**Exercise:** Quote each line of the material below that contains the word "window". Only lines where its case matches count.

**Data for the task:**
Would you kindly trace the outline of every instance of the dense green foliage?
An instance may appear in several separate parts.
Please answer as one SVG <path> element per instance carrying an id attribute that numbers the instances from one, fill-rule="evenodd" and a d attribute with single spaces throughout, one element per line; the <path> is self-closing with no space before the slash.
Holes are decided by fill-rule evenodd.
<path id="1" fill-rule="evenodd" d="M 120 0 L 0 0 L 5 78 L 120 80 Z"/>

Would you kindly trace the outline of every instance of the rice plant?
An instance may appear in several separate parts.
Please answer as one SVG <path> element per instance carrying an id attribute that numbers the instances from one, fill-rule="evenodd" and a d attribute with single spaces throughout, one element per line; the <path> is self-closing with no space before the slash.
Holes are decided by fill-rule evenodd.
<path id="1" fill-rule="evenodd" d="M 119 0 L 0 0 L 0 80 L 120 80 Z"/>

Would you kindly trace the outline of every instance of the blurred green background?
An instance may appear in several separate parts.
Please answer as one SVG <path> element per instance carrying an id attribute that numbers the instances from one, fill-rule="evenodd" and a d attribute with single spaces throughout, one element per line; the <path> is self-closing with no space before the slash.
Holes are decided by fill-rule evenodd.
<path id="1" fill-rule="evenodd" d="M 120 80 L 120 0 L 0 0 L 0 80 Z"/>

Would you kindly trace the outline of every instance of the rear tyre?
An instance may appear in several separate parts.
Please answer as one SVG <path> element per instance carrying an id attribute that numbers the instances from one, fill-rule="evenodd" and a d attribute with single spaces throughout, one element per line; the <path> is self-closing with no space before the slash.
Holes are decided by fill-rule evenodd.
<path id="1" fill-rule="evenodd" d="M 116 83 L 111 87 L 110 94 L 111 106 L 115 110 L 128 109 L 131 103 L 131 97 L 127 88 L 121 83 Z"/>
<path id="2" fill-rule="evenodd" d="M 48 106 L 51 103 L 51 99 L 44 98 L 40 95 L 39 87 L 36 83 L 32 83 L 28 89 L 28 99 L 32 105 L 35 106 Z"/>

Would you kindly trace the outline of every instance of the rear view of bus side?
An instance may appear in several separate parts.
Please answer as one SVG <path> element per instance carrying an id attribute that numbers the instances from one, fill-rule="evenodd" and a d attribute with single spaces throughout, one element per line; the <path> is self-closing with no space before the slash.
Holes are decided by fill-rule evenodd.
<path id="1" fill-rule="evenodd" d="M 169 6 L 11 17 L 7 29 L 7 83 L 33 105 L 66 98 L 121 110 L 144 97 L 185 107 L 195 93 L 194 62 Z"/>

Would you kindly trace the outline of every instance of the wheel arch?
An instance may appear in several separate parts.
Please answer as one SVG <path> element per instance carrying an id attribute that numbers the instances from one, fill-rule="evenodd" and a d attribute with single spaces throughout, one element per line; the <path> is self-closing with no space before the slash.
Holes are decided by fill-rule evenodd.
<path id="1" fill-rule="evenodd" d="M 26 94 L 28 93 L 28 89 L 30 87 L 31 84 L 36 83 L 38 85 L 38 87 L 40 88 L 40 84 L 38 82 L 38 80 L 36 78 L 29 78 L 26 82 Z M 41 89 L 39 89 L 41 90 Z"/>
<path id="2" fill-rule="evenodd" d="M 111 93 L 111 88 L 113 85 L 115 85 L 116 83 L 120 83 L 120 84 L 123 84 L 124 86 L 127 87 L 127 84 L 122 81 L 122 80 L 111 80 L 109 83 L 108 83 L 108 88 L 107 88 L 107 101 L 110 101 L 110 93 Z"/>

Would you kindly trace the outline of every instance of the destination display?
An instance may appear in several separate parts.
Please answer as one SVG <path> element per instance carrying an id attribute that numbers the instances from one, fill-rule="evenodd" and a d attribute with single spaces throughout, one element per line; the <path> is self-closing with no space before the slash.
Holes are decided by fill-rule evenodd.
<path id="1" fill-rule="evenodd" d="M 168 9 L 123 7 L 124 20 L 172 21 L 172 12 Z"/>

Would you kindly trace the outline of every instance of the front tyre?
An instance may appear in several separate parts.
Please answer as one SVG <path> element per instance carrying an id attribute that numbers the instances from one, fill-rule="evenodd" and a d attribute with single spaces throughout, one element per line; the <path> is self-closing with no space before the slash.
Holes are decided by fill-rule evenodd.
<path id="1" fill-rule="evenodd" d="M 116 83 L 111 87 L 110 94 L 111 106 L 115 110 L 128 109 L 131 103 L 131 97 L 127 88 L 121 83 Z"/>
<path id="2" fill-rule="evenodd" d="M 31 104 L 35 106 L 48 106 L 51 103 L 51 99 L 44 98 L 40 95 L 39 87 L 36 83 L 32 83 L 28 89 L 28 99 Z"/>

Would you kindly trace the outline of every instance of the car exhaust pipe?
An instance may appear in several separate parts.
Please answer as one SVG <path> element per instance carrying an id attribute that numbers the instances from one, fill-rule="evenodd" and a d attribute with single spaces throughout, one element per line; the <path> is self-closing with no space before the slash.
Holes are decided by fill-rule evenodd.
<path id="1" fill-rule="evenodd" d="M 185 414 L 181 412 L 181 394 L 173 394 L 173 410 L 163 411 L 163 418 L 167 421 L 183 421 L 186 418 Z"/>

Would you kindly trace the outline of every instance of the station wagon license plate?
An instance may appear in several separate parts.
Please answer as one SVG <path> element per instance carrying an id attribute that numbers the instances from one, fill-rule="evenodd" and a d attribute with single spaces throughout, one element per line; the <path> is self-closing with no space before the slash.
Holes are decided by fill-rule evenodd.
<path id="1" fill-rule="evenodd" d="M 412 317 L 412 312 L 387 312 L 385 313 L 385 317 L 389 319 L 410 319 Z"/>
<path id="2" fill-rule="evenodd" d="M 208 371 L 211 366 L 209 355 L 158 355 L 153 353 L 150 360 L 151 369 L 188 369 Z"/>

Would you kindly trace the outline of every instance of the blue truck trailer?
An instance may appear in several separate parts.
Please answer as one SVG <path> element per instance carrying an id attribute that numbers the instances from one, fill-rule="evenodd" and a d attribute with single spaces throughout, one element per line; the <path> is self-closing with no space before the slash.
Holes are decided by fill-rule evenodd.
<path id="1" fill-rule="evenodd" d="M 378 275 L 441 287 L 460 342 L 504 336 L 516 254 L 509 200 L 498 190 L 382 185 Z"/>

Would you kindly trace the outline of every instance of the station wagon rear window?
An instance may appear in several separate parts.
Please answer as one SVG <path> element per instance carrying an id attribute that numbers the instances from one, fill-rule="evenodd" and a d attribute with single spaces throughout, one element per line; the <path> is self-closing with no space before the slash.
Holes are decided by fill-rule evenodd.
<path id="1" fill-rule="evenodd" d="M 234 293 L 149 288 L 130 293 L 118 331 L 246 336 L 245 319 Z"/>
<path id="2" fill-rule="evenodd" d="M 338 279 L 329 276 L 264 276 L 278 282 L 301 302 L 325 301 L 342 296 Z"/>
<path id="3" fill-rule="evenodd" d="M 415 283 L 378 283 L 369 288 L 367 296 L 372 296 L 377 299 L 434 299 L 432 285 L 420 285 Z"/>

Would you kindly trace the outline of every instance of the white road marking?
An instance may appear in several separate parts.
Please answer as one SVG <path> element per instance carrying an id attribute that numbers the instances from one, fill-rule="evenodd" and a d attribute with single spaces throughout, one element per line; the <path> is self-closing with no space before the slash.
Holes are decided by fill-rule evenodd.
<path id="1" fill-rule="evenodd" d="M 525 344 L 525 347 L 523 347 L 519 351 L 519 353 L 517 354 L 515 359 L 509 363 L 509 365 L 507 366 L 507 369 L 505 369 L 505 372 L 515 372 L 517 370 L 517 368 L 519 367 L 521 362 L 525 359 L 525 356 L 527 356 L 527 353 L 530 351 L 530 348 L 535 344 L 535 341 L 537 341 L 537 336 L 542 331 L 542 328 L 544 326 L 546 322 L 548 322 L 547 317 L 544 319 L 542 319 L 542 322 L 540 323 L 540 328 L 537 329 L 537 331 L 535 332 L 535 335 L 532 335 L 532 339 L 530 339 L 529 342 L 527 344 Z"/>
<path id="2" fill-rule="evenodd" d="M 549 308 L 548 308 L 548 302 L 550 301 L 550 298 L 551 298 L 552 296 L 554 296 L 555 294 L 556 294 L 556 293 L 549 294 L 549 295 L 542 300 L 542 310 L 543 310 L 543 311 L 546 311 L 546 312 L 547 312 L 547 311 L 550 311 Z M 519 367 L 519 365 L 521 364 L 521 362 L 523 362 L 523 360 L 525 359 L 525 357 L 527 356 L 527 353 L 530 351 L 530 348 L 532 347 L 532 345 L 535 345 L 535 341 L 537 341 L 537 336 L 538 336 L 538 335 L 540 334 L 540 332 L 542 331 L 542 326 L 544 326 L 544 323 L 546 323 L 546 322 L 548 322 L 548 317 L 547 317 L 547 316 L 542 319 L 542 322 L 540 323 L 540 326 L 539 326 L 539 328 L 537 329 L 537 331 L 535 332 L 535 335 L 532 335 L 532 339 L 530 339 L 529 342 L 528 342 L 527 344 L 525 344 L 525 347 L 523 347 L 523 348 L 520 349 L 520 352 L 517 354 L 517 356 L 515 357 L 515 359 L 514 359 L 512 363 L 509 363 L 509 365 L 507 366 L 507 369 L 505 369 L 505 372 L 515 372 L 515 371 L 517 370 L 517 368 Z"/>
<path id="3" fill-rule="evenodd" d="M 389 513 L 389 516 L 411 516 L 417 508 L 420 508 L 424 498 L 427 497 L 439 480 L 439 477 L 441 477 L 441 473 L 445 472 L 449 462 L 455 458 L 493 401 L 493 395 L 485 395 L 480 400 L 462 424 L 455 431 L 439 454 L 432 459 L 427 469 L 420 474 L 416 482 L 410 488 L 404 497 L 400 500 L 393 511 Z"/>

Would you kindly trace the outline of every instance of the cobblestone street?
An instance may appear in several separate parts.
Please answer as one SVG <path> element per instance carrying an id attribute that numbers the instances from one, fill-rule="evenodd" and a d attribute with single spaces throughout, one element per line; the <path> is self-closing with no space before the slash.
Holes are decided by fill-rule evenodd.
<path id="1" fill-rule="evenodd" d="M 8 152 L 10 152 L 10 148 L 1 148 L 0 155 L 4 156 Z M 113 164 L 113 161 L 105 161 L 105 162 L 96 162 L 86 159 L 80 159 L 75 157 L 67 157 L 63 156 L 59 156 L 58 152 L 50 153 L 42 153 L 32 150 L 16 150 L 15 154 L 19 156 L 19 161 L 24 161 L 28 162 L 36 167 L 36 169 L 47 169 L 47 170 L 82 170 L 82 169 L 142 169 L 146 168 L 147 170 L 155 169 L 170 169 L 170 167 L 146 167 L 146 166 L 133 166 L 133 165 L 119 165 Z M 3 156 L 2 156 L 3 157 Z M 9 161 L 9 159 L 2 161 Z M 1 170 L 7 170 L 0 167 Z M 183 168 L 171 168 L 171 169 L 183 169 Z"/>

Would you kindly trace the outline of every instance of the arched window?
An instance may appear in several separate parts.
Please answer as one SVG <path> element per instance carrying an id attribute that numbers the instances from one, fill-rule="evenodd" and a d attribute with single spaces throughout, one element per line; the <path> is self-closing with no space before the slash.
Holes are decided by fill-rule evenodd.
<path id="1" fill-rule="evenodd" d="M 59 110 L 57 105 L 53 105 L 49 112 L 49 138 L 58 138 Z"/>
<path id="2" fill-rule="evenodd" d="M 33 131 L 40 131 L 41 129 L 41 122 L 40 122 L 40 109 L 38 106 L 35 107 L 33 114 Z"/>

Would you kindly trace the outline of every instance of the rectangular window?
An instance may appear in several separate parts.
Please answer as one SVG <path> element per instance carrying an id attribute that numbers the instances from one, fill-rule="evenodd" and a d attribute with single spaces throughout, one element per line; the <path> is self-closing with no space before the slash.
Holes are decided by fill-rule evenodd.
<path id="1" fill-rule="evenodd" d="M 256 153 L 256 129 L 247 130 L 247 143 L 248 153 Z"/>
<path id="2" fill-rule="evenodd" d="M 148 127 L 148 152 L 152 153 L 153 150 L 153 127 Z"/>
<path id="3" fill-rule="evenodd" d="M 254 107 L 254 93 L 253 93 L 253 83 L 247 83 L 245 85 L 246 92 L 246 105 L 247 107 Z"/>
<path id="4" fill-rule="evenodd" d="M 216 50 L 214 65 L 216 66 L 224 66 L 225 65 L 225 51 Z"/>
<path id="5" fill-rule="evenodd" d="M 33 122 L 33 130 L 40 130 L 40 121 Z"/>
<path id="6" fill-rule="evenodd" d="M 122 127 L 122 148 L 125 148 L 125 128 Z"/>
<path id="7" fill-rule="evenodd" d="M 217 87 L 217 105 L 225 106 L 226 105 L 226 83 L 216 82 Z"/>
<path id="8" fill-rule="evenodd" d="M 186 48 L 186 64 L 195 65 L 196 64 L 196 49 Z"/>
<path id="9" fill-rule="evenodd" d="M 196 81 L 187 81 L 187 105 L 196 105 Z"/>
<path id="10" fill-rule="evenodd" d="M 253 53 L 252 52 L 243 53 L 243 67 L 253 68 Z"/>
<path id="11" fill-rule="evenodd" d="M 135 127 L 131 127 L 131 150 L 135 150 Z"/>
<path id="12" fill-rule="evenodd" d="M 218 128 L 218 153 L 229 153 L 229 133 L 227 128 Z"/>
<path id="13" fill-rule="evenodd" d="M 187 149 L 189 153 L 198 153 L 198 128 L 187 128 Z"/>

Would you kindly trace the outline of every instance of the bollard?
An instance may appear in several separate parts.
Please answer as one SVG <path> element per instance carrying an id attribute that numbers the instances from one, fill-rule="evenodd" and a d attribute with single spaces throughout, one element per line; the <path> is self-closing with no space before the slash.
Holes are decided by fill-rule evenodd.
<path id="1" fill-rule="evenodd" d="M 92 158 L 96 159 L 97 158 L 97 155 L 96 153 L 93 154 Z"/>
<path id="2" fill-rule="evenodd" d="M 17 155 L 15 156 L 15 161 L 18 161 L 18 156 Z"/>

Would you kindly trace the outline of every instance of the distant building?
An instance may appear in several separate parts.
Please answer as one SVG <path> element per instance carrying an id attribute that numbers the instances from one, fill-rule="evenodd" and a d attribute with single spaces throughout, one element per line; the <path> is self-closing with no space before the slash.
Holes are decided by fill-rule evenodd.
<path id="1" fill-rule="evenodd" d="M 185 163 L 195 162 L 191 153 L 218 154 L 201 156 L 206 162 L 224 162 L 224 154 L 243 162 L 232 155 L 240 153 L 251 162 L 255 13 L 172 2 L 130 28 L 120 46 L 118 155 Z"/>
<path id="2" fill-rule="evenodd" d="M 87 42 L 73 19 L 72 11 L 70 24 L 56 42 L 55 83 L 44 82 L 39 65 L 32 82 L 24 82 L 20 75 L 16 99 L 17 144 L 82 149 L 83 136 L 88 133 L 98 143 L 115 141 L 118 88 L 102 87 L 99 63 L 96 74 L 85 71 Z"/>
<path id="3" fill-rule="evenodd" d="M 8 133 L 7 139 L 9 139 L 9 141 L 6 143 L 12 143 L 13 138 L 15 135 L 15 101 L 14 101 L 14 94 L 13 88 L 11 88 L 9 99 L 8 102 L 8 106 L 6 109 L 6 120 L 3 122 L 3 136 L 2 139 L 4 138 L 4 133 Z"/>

**Correct answer:**
Would you kindly trace the outline of every instance of the station wagon rear window?
Would you kindly trace the outline of every instance of the arched window?
Would you kindly trace the outline of every instance of the rectangular window?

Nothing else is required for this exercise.